It's worth making one point very clear: 'planning' does not just mean 'lesson planning'. There are benefits to be reaped in all aspects our professional lives, and our private lives too.  As well as lesson planning, we are talking here about deciding when you are going to work and when you are going to do other things (eat, sleep, relax, for example). Then, considering your work life, considering when and where you do different kinds of thing particularly well. For example, I find that my creative work is best done in the mornings, ideally where it is quiet; while I find that my boredom threshold is higher in the evenings, so that is when I do more routine work. You also need to decide at some point how you are going to spend your non-teaching school-work time - this includes time at home, time before and after school as well as your non-contact time (your 'free' lessons) - some of it will be spent planning lessons of course, but a lot of it will be spent in dealing with e-mails, liaising with other staff, performance appraisals; with photocopying, with parental contact, with clubs, with pestering students (pestering as an adjective), with reports, with filing and other minutiae. You need to decide what activity to do when, where it is best to do it, and how to do it efficiently. You also need to step back periodically from the day-to-day routine and consider yourself, your life and the future...

DATASET CONTENT:
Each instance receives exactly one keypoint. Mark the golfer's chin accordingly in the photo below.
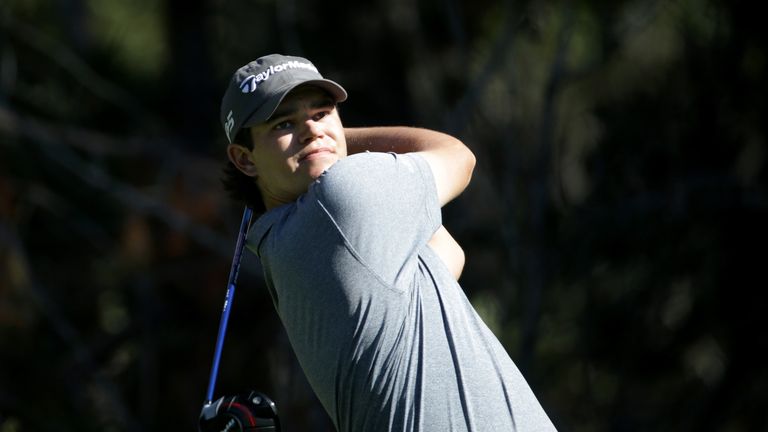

EXERCISE DETAILS: In the passage on planning, at what time of day does the writer find creative work is best done?

RESULT FOR THIS TASK: In the mornings, ideally where it is quiet.